What this task involves - Rewrite everything from the line containing "Return the segmentation of every instance of the utility" down to the line containing "M 293 85 L 231", keeping every line, and add 54 to each coordinate value in the path data.

Task data -
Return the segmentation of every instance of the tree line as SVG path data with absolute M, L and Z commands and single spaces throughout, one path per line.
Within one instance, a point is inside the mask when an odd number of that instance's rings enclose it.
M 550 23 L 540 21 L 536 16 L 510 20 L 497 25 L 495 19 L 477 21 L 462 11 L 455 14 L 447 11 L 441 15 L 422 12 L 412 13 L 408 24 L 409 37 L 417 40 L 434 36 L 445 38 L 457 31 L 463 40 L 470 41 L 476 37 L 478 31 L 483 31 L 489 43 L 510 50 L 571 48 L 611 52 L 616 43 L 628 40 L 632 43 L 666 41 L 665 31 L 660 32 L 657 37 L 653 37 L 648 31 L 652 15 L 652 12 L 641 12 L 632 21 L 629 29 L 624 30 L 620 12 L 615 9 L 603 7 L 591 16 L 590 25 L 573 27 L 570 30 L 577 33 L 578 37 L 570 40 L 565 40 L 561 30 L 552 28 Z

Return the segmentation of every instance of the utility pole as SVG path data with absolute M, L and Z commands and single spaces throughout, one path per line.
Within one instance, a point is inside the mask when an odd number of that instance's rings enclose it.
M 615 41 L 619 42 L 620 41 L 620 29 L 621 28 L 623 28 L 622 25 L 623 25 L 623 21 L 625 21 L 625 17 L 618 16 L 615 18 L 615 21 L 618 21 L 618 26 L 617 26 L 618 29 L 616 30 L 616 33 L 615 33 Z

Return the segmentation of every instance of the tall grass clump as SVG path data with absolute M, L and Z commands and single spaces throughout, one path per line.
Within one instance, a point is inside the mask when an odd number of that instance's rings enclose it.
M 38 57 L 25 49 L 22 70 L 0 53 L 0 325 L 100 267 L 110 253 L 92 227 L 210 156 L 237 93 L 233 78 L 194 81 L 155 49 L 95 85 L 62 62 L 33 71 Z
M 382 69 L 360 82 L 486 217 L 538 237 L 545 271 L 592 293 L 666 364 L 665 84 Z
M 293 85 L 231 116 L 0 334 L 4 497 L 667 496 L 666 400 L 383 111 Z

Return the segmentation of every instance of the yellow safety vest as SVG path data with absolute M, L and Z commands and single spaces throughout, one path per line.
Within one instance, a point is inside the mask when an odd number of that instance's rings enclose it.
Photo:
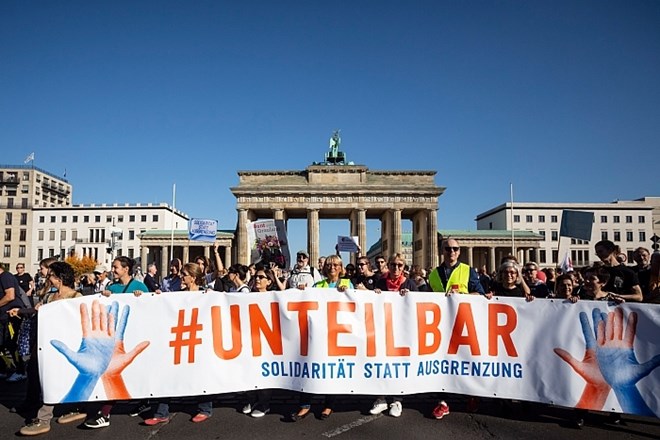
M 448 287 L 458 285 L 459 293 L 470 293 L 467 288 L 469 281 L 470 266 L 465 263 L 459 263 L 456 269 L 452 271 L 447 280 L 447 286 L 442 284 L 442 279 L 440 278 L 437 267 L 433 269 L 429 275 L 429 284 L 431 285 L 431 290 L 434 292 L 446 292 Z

...

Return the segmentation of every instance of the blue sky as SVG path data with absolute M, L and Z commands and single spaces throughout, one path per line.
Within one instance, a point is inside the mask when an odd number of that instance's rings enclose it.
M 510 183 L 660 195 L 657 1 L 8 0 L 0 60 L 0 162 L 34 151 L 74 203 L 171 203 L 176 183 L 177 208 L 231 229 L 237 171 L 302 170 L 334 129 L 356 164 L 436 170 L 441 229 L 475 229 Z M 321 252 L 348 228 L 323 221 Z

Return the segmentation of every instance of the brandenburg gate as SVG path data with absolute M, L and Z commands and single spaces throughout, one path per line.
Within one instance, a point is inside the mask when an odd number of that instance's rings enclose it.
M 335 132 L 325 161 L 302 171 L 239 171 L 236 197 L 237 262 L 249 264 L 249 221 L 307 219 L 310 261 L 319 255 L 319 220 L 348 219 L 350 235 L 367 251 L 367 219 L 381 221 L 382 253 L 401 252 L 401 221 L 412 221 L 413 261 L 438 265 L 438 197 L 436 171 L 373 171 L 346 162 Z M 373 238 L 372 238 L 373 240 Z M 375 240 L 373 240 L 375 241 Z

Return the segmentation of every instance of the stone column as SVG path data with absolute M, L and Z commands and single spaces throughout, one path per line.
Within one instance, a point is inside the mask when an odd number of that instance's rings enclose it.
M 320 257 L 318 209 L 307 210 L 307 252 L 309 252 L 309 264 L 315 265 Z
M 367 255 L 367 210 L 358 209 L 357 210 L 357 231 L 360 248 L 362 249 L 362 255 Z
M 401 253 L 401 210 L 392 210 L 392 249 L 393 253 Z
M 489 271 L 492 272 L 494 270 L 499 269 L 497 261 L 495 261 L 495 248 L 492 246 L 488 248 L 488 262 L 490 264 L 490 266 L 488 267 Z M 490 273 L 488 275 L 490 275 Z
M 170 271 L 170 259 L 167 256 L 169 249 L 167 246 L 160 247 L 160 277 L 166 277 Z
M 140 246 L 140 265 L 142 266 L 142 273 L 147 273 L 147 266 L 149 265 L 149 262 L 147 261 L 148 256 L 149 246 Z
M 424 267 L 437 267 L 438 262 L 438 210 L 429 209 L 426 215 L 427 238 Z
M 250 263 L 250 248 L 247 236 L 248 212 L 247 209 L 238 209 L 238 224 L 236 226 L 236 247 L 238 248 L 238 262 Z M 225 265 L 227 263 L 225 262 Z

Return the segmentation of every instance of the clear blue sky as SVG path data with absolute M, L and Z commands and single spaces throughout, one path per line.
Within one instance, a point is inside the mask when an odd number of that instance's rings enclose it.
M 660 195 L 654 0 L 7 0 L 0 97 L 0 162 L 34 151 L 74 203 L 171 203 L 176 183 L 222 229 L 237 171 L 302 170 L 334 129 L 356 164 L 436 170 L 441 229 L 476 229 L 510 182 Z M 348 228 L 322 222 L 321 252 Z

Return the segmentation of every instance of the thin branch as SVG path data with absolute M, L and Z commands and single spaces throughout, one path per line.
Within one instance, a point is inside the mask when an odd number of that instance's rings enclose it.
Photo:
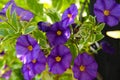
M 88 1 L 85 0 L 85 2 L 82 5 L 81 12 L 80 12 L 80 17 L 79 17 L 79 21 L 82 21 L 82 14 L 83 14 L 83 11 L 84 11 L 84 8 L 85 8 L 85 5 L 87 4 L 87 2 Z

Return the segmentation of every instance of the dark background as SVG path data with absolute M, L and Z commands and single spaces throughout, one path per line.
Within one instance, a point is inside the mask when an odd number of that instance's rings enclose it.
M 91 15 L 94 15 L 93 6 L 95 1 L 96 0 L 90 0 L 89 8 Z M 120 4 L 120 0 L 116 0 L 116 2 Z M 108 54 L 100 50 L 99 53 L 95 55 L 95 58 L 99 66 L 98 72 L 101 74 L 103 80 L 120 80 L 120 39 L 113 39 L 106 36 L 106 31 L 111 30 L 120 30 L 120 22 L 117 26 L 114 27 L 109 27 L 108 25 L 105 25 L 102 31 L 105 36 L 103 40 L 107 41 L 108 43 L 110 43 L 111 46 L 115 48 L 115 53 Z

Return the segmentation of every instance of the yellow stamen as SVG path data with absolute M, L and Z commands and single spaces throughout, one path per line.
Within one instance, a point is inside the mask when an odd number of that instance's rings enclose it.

Solution -
Return the segmentation of every instance of the utility pole as SVG path data with absolute M, L and Z commands and single spaces throughout, one path per line.
Within one instance, a point is inside the mask when an odd number of that instance's rings enclose it.
M 669 95 L 673 96 L 674 95 L 674 83 L 675 82 L 677 82 L 676 79 L 677 79 L 677 75 L 679 75 L 679 71 L 672 70 L 669 72 L 669 75 L 672 75 L 672 80 L 671 80 L 672 83 L 670 84 L 670 87 L 669 87 Z

Return the segmentation of every instance of the tall grass clump as SVG path data with absolute M, L and Z commands and single spaces throughout, one path per line.
Within one instance, a point is inside the mask when an odd number of that instance's rings enclose it.
M 92 111 L 79 103 L 76 124 L 54 107 L 54 379 L 154 321 L 164 307 L 146 281 L 264 210 L 291 147 L 287 132 L 248 135 L 209 103 L 149 139 L 116 116 L 87 125 Z
M 436 123 L 414 136 L 540 271 L 592 291 L 599 325 L 646 347 L 720 418 L 719 138 Z
M 347 139 L 285 170 L 54 388 L 58 551 L 721 550 L 720 454 L 437 165 Z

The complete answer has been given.